* **Text**:

Corporate Governance
This information on Corporate Governance has been extracted from the 2011 Annual
Report published on 30 April 2012.
The company has adopted the Guidance for Smaller Quoted Companies (SQC) published
by the Quoted Companies Alliance. The Alliance provides guidance to SQC and
their guidance covers the implementation of The UK Corporate Governance Code for
SQC. The paragraphs below set out how the company has applied this guidance
during the year. The company has complied with the Quoted Companies Alliance
guidance throughout the year, except insofar that non-executive directors are
not appointed for fixed terms (section A.7.2).
Principals of corporate governance
The group’s Board appreciates the value of good corporate governance not
only in the areas of accountability and risk management, but also as a positive
contribution to business prosperity. The Board endeavours to apply corporate
governance principals in a sensible and pragmatic fashion having regard to the
circumstances of the group’s business. The key objective is to enhance and
protect shareholder value.
Board structure
During the year the Board comprised the executive chairman, the managing
director, two other executive directors and two nonexecutive directors. Their
details appear on page 16. The Board is responsible to shareholders for the
proper management of the group. A statement of directors’ responsibilities in
respect of the accounts is set out on page 27. The non-executive directors have
a particular responsibility to ensure that the strategies proposed by the
executive directors are fully considered. To enable the Board to discharge its
duties, all directors have full and timely access to all relevant information
and there is a procedure for all directors, in furtherance of their duties, to
take independent professional advice, if necessary, at the expense of the group.
The Board has a formal schedule of matters reserved to it and meets bi-monthly.
The Board is responsible for overall group strategy, approval of major capital
expenditure projects and consideration of significant financing matters.

* **Set task A**: Return the passage of the corporate governance text between "The Board has" and "significant financing matters.", inclusive.
* **Set task B**: List the roles that made up the Board during the year according to the corporate governance text, with the number of people in each.
* **Set task C**:
Answer these from the corporate governance text:
(i) On what date was the 2011 Annual Report published?
(ii) How often does the Board meet?
(iii) Which section is cited for the one point where the company did not comply with the guidance?
The rows that come next have no connection to the corporate governance text.

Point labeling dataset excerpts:
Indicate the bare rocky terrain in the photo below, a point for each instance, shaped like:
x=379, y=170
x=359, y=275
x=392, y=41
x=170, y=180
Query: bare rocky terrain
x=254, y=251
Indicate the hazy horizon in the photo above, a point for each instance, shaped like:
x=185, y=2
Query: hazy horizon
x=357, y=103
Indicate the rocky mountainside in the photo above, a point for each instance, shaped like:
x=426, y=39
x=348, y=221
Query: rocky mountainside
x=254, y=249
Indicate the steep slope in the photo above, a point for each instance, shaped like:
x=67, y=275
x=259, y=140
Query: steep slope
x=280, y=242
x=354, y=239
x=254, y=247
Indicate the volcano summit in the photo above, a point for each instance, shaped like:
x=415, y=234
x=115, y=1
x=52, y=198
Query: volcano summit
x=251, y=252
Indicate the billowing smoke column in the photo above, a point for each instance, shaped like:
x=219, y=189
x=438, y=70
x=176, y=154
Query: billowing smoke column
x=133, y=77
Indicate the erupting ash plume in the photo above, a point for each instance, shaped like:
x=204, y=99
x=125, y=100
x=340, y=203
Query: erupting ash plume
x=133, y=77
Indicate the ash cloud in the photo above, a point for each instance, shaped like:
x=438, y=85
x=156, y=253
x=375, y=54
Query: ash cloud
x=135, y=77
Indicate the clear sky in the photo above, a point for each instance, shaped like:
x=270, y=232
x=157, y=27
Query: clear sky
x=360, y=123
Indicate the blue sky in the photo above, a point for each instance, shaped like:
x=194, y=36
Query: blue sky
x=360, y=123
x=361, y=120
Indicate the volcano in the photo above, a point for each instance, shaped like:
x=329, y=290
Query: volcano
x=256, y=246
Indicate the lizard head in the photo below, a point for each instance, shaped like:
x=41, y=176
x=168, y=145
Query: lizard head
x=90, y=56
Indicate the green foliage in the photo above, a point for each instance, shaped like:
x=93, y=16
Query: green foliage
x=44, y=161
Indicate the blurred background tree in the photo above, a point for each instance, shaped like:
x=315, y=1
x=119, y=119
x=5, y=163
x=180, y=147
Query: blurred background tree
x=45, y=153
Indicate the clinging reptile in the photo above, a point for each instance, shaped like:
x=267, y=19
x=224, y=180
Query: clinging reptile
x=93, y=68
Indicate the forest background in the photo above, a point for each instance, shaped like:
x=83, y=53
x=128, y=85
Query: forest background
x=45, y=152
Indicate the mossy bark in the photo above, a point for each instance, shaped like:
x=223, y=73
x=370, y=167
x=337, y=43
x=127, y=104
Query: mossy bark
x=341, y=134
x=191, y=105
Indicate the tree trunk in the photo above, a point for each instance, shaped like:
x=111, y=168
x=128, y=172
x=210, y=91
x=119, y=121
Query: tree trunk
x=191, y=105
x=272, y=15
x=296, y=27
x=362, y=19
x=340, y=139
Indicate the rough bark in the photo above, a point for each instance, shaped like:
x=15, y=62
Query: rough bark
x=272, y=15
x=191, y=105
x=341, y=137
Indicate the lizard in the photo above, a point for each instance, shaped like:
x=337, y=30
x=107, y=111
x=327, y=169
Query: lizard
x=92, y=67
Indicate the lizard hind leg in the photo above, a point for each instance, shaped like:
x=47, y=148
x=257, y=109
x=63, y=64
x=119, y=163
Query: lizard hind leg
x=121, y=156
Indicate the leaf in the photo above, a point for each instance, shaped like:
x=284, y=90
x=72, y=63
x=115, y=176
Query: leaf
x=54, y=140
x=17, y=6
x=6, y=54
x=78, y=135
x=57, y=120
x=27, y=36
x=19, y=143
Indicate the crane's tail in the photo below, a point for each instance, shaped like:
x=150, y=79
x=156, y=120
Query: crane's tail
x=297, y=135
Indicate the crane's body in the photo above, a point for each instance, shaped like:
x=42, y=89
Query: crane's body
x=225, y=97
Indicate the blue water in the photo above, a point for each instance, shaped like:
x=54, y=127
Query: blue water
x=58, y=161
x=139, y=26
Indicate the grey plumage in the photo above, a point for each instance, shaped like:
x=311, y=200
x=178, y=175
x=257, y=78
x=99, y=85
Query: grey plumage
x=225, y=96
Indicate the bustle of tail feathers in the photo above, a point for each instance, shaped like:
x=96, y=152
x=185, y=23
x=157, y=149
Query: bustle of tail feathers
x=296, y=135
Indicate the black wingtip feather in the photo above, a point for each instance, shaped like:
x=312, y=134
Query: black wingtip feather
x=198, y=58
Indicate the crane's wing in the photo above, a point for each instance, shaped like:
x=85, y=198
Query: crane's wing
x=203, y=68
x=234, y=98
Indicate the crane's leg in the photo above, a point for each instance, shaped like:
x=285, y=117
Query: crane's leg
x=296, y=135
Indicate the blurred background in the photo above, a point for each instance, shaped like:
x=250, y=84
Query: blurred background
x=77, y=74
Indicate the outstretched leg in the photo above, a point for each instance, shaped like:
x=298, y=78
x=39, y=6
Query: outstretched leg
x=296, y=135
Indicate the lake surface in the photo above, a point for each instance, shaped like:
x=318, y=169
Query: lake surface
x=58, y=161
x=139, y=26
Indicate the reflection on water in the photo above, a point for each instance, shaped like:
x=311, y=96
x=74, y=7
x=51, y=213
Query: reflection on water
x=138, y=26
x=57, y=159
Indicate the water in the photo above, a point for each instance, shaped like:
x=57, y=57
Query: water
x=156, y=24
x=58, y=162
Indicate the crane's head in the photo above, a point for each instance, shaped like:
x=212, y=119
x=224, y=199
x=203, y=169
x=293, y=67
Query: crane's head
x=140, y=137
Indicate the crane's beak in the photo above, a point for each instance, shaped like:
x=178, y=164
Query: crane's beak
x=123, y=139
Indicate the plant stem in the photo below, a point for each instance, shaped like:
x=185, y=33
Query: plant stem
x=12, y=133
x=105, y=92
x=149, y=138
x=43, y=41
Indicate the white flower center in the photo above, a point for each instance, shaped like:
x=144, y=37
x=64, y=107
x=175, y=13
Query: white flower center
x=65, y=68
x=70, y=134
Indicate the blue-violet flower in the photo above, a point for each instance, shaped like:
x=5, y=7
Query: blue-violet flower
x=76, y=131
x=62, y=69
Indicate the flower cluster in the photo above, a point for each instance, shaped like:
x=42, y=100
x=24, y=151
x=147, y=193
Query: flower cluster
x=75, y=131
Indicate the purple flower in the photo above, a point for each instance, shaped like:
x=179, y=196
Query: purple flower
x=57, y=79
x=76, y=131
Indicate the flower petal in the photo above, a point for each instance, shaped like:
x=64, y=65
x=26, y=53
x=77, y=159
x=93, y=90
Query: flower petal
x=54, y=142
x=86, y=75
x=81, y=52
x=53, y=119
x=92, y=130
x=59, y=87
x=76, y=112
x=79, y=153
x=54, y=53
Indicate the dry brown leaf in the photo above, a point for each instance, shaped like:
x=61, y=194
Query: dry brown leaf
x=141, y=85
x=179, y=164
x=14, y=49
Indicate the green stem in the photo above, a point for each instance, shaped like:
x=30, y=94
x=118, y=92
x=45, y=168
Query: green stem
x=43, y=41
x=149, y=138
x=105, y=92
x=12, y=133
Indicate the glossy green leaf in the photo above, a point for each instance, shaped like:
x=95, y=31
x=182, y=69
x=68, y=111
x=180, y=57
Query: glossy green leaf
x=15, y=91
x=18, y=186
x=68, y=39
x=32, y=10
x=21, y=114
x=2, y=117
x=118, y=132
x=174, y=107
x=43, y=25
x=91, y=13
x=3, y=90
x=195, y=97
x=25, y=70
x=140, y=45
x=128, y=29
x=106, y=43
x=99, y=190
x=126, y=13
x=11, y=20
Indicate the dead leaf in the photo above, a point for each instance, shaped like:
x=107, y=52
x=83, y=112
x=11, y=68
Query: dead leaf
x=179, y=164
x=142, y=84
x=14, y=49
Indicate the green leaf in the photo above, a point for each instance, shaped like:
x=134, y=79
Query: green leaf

* **Answer A**:
The Board has a formal schedule of matters reserved to it and meets bi-monthly.
The Board is responsible for overall group strategy, approval of major capital
expenditure projects and consideration of significant financing matters.

* **Answer B**:
Executive chairman (one)
Managing director (one)
Other executive directors (two)
Non-executive directors (two)

* **Answer C**:
(i) 30 April 2012
(ii) Bi-monthly
(iii) Section A.7.2